## DATA SHOWN
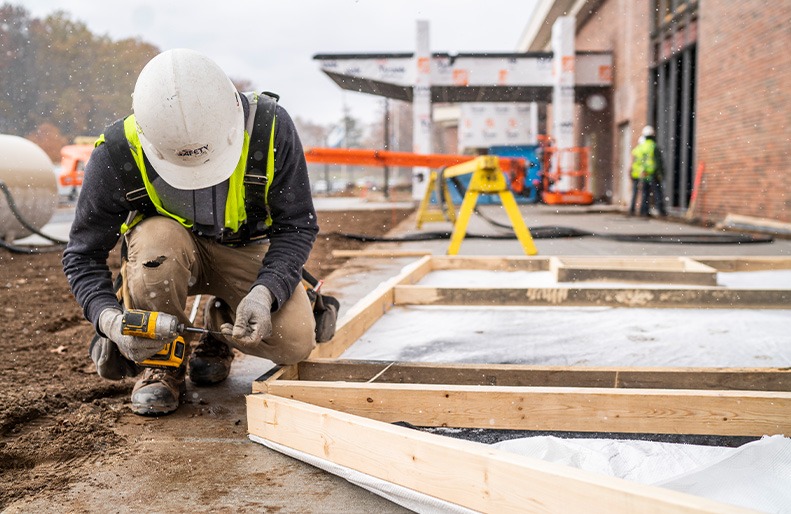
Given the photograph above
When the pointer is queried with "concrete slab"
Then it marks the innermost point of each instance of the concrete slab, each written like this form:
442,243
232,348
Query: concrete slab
200,459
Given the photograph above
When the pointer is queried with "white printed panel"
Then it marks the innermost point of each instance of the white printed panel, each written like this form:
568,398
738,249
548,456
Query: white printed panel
482,125
590,70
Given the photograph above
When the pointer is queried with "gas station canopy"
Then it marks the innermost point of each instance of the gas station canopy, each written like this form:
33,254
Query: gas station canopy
467,77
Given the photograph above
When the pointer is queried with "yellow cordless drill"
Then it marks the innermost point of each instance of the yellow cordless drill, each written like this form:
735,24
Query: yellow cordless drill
159,325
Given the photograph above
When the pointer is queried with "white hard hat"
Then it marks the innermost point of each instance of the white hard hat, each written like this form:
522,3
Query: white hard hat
190,119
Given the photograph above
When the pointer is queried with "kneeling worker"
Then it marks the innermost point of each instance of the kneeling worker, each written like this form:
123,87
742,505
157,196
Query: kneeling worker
209,188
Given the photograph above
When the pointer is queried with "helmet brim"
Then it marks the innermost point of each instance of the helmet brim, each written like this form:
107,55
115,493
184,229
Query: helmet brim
219,167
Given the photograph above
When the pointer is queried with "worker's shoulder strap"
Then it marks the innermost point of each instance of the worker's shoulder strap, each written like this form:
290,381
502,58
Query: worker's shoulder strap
257,174
124,163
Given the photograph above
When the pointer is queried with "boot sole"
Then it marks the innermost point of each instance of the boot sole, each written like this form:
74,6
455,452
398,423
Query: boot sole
159,409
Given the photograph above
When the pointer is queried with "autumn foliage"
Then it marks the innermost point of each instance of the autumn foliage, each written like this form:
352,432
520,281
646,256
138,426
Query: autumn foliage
58,80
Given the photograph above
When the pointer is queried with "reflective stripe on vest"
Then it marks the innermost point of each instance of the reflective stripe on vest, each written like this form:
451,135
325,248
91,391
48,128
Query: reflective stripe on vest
644,165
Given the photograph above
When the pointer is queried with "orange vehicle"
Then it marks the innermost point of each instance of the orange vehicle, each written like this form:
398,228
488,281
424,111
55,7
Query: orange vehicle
72,161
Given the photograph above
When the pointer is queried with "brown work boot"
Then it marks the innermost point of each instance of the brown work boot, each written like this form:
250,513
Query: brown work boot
210,361
159,392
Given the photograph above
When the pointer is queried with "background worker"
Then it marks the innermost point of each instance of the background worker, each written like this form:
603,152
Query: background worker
647,174
194,144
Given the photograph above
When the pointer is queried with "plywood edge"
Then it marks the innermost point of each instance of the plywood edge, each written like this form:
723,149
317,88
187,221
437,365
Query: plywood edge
462,472
742,264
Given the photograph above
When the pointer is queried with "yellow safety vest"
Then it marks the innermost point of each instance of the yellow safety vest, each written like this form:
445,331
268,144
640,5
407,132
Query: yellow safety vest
644,162
235,212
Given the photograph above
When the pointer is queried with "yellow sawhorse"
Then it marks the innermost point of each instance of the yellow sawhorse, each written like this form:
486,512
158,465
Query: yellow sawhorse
487,178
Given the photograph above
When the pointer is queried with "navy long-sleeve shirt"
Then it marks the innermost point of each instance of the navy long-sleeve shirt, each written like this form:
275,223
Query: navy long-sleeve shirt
102,208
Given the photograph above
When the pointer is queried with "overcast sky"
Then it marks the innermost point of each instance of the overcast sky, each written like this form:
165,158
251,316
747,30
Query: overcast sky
272,43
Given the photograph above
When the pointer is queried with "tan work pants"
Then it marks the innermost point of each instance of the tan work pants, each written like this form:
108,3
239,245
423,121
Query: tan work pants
167,263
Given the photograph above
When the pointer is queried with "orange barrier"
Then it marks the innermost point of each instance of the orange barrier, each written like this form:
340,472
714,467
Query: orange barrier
72,160
366,157
578,175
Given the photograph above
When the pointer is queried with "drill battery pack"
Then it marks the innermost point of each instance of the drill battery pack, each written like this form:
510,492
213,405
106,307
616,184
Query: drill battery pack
171,356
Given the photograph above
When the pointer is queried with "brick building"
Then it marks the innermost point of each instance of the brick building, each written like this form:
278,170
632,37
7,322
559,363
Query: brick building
711,75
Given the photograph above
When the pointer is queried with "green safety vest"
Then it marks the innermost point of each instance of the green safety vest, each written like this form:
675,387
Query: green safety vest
644,162
246,206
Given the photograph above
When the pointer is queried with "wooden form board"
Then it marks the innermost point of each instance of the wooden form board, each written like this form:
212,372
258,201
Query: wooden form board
465,473
674,270
401,290
332,409
654,401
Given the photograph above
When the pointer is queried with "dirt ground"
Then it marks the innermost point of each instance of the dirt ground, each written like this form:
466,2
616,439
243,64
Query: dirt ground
56,414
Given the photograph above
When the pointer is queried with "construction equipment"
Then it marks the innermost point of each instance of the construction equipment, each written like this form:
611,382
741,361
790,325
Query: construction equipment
30,190
159,325
487,178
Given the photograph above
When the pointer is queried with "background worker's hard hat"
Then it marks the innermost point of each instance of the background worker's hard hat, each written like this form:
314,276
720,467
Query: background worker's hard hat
190,119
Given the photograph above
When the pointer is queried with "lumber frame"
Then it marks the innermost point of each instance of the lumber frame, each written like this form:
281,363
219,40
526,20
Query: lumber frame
465,473
299,406
743,379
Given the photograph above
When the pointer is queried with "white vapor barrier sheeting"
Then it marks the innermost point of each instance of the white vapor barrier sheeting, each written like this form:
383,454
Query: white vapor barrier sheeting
403,496
579,336
756,475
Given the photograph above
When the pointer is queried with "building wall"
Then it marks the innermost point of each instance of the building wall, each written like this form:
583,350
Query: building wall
621,27
744,109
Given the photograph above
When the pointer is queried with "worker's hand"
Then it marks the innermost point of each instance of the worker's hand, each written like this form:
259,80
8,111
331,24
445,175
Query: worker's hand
253,318
133,348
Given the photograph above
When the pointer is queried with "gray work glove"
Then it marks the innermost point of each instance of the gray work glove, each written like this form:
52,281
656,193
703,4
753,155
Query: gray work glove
253,318
136,349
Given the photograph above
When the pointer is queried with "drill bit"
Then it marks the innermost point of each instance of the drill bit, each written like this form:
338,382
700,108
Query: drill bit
198,330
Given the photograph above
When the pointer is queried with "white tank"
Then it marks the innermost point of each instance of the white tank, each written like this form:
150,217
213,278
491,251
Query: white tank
28,174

## GOAL OF THE EXERCISE
Write every entry out again exactly, dropping the pictures.

## EXPECTED OUTPUT
Given the photograph above
When the pointer is queried with "concrete slab"
Then it marks the innermost point of each instance of the concrete slab, each written like this form:
442,243
232,348
Query: concrete slab
200,459
Given the photograph above
When the pointer is queried with "white printed panel"
Then it marks the innermost point of each instance of the white printed panel, each written like this form:
568,398
738,249
548,456
Query: white printed panel
482,125
590,70
Given the photograph above
When the pointer is queried with "gas station canopy"
Then it marks the innermost point of each instance of the gas station canopy, each written like this form:
33,254
Query: gas station canopy
467,77
Given the photograph above
When the pointer is queried with "yellow cordless drill"
Then it marks the innermost point of each instance of the yellow cordless drill, each written like this form:
735,24
Query: yellow cordless drill
159,325
Given the photograph above
When the pointer is queried with "white hard hat"
Then it marks the innermost point of each instance of the white hard hat, each written like this form:
522,3
Query: white hard hat
190,119
Given the photograph above
When the pointer is queried with "kneeling worker"
Then it marks the innermost point of each instance of the kneeling worker, each written like this form:
123,87
742,505
157,196
Query: kneeling worker
209,188
Given the photograph above
When the pointer is queried with "helmet brim"
Then it marks the innermost point of each instance of the helmet brim, each written like this form:
107,55
115,493
184,229
Query: helmet brim
219,167
Given the photograph above
When the pointer is queried with "worker's shoulder strap"
Then it marks the innermost point of each instance of the worker's shoulder strap, each written like this form:
290,381
502,58
Query: worker's shoulder strap
257,174
124,163
Given the photograph above
When the pointer is queried with "boot sole"
Then it marks the innermost point of each instance of the boot sole, each written like this form:
74,6
455,452
398,423
Query: boot sole
159,409
Given the photograph above
When the pointer is queried with "autumn foliage"
Then it marks the innermost point of each instance of the autumn foliage, each written like this form:
352,432
520,281
646,256
138,426
Query: autumn foliage
58,80
Given the photograph above
When the pointer is queried with "reflective stripe on vest"
Then it marks the innermost point of each instance of the reflective stripe on vest, each written like this form:
451,135
325,248
91,391
48,128
Query: reflective stripe on vest
644,165
Given the photograph above
When the pointer is queried with "orange vehicle"
Then it marks the innermost point of each instance of the orange vehicle, each written like this form:
398,228
488,281
424,111
55,7
Query: orange vehicle
72,161
Given the photograph above
When the pointer is queried with "brown work boot"
Then it marks the innermost point of each instance of the brown work boot, each written like this form:
250,513
Query: brown work boot
210,361
159,392
Given the photograph above
When the pointer is queried with "background worker"
Then it marks the innermost point of each instance of the background worker, each written like this form:
603,152
Query: background worker
647,174
194,144
Given the photograph above
When the pointer is queried with "plywood edge"
Then it marks the innermost point of each instance of the plywood edge, each written like this form:
723,149
317,88
187,221
437,365
Query: plywood edge
462,472
742,264
Given the photograph above
When the pointer is queried with "yellow safety vest"
Then it marks the innermost point of each instance of the yellow safety vest, each written like this form:
445,331
268,144
640,5
407,132
Query: yellow safety vest
644,162
235,212
Given the photograph above
When the pointer is queried with "yellow sawhorse"
Then it marks the innermost point of each instance of the yellow sawhorse, each written like this form:
486,512
158,465
Query: yellow sawhorse
487,178
Given the photograph above
When the pointer is queried with "navy long-sleeve shirt"
Then it marks the innermost point of each instance of the navy long-sleeve shirt, each written like this form:
275,223
Query: navy long-sleeve shirt
102,208
Given the photograph above
When the pointer is queried with "overcast sky"
Then it marks the innermost point of each instance of the overcast sky, each written like this form:
165,158
251,316
747,30
Query: overcast sky
272,43
Given the photograph above
When the pointer is queried with "tan work pants"
Then it marks the innermost point of each instance of the tan work pants, each written like this form:
108,3
239,245
423,121
Query: tan work pants
167,263
Given the photograph above
When the pointer is queried with "orange barrier"
Then it marks the innermost point of each instance of the orange barrier, each written like this form:
340,472
714,467
Query: orange barrier
72,160
366,157
578,175
Given the photograph above
When the pointer is queried with "drill battery pack"
Then it marks the innermost point of each instance of the drill battery pack, each written like this form:
510,492
213,405
106,307
616,184
Query: drill battery pack
171,356
Given the photograph above
When the pointer is queried with "brick building"
Then it marks the innermost point of each instance of the brick building, each written like this form:
278,170
632,37
7,322
559,363
Query: brick building
711,75
Given the photograph above
When the pointer is queried with "green safety vest"
Then it marks the innermost point of each instance of the green safety vest, each written like this form:
675,387
Query: green safety vest
644,162
246,206
Given the photograph above
When the pointer is queried with "wooden form board"
Then it marks the innermost point of each instance of the wooden form board, each written like this form:
212,372
258,201
Query: wooden form board
465,473
674,270
401,290
332,409
654,401
Given the photograph above
When the pointer is queried with "dirt ground"
Then it marks the innermost point of each instance of the dirt ground, each written like this form:
466,2
616,439
243,64
Query: dirt ground
56,414
Given the photograph above
When the pointer is queried with "construction equipment"
Then it marks the innermost point of each instance of the construction equipment, each written like this form:
611,382
741,361
790,325
Query: construction equipment
30,190
159,325
487,178
Given the photograph above
When the pointer is queried with "background worker's hard hat"
Then it marks the innermost point of each instance of the background worker's hard hat, each written like this form:
314,276
720,467
Query: background worker's hard hat
190,119
Given the photograph above
When the pointer is queried with "lumber frame"
Then it marks the innermost point of each instance of the lumber frame, each written like this form:
281,363
219,40
526,20
Query: lumber frame
465,473
299,406
743,379
Given the photograph above
When the pointer is queried with "white vapor barrier sheeting"
Then it marks the innermost point of each instance of the white vapor barrier sheeting, each written like this form:
383,454
Query: white vapor barrier sheeting
403,496
579,336
756,475
Given the photograph above
When the pointer is queried with "building wall"
Then it marks the innermost point of each instance of the building wall, each written like this form:
583,350
Query: building wall
621,27
744,109
Given the photograph above
When the pointer is queried with "worker's hand"
Then it marks the innermost point of each instance of the worker's hand, each written like this form:
259,80
8,111
331,24
445,175
Query: worker's hand
253,318
133,348
Given the photograph above
When the pointer is queried with "gray work glove"
Then it marks the innermost point of each instance of the gray work glove, each written like this form:
52,281
656,193
703,4
753,155
Query: gray work glove
253,318
136,349
Given the photograph above
When the pointer is queried with "drill bit"
Then it marks the innermost point of each instance of the drill bit, each written like this form:
338,382
700,108
Query: drill bit
198,330
Given the photograph above
When the pointer is queried with "white tank"
Then it marks the innermost point of each instance of the white tank, each written like this form:
150,217
213,278
491,251
Query: white tank
28,174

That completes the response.